Excerpt provided:
<<<<

One may again trace his fondness for the rich scenery of nature, when he in 1777 purchased a wild umbrageous valley near Lichfield, with its mossy fountain of the purest water. This spot he fondly cultivated. The botanic skill displayed by him on this spot, did not escape the searching eye of Mr. Loudon, for in p. 807 of his Encyclop. of Gardening, he pays a deserved compliment to him.[94] Miss Seward wrote some lines on this favoured valley, and these are part of them:

O! may no ruder step these bowers profane,
No midnight wassailers deface the plain;
And when the tempests of the wintry day
Blow golden autumn's varied leaves away,
Winds of the north, restrain your icy gales,
Nor chill the bosom of these hallow'd vales.

His attachment to gardens, induced him to honour the memory of Mr. Mason, by lines once intended for his monument; and he was suggesting improvements at the priory at Derby (and which he had just described the last morning of his life in a sprightly letter to a friend), when the fatal signal was given, and a few hours after, on the 18th of April, 1802, and in his sixty-ninth year, he sunk into his chair and expired. "Thus in one hour (says his affectionate biographer) was extinguished that vital light, which the preceding hour had shone in flattering brightness, promising duration; (such is often the cunning flattery of nature), that light, which through half a century, had diffused its radiance and its warmth so widely; that light in which penury had been cheered, in which science had expanded; to whose orb poetry had brought all her images; before whose influence disease had continually retreated, and death so often "turned aside his levelled dart!"[95] That Dr. Darwin, as to his religious principles or prejudices, displayed great errors of judgment in his Zoonomia, there can be no doubt. An eminent champion of Christianity, truly observed, that Dr. Darwin "was acquainted with more links in the chain of second causes, than had probably been known to any individual, who went before him; but that he dwelt so much, and so exclusively on second causes, that he too generally seems to have forgotten that there is a first." For these errors he must long since have been called to his account, before one who can appreciate those errors better than we can. Though the Accusing Spirit must have blushed when he gave them in, yet, let us hope, that the Recording Angel, out of mercy to his humane heart, and his many good and valuable qualities, may have blotted them out for ever.

>>>>

Exercise set:
**a.** In the passage about Dr. Darwin, on what date did he die?
**b.** Continue the passage about Dr. Darwin from where it stops.

Recorded data:
<<<<

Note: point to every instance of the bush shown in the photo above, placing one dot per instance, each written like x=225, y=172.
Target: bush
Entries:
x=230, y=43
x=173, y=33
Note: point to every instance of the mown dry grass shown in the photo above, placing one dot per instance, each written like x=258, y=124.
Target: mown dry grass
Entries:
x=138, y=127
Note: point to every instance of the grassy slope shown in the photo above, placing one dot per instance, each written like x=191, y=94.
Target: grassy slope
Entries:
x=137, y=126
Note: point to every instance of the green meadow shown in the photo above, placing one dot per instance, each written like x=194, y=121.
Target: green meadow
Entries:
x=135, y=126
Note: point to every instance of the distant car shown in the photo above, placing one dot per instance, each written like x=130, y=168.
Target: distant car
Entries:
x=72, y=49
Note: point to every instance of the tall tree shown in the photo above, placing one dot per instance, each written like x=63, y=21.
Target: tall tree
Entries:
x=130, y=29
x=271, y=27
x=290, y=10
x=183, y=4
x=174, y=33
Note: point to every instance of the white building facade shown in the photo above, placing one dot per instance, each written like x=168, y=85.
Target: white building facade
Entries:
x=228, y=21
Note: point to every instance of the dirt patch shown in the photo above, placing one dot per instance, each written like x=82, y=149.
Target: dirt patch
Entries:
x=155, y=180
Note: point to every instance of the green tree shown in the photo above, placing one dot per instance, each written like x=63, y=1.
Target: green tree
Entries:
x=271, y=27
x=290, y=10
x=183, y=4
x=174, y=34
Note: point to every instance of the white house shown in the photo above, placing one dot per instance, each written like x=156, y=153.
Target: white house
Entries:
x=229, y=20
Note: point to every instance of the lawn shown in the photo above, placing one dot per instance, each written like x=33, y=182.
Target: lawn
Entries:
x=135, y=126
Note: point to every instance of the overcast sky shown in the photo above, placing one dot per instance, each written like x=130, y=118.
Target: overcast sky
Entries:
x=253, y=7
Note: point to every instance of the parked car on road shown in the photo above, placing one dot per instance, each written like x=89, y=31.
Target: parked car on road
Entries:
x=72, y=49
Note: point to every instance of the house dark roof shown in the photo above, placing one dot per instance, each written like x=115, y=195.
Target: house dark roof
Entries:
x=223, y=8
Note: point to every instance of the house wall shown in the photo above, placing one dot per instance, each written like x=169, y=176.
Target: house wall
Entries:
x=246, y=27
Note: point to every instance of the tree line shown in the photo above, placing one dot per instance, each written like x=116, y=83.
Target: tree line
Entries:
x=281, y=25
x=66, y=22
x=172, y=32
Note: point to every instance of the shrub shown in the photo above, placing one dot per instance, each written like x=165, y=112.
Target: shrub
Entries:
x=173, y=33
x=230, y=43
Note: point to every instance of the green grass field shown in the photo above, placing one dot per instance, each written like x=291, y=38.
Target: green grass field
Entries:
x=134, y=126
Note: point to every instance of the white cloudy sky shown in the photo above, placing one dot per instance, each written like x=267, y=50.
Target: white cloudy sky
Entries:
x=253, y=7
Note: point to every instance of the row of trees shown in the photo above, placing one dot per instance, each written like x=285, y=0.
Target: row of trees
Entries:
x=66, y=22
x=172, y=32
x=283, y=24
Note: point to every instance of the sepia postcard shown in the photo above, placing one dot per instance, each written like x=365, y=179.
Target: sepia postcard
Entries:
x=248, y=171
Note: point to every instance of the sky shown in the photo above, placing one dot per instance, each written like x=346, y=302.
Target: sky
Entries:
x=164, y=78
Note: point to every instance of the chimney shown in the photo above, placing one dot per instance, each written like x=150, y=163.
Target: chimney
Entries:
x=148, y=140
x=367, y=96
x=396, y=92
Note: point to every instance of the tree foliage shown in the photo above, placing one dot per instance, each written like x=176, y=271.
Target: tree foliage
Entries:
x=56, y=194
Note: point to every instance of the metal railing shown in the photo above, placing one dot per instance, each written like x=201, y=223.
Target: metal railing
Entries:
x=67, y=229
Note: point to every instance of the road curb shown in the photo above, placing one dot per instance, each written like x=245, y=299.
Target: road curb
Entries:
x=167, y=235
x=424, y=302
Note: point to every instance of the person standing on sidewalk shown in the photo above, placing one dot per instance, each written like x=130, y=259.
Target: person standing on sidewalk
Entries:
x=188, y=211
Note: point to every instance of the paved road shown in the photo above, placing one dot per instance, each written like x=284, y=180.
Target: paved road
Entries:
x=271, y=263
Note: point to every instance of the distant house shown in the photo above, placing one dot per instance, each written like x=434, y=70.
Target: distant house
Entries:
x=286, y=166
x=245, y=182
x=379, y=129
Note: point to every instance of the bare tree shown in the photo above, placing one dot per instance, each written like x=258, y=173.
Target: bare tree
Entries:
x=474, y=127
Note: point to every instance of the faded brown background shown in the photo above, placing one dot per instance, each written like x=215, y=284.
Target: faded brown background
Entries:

>>>>

Outputs for the tasks:
**a.** On the 18th of April, 1802.

**b.**
Rev. William Gilpin, who, as Mr. Dallaway, in his Observations on the Arts, observes, "possesses unquestionably the happy faculty to paint with words;" and who farther highly compliments him in his supplementary chapter on Modern Gardening, annexed to his enriched edition of Mr. Walpole's Anecdotes. The Topographer says he "describes with the language of a master, the artless scenes of uncultivated nature." Mr. Walpole in his postscript to his Catalogue of Engravers, after premising, that it might, perhaps, be worth while "to melt down this volume and new cast it," pays this tribute to him: "Were I of authority sufficient to name my successor, or could prevail on him to condescend to accept an office which he could execute with more taste and ability; from whose hands could the public receive so much information and pleasure as from the author of the Essay on Prints, and from the Tours, &c.? And when was the public ever instructed by the pen and pencil at once, with equal excellence in the style of both, but by Mr. Gilpin?"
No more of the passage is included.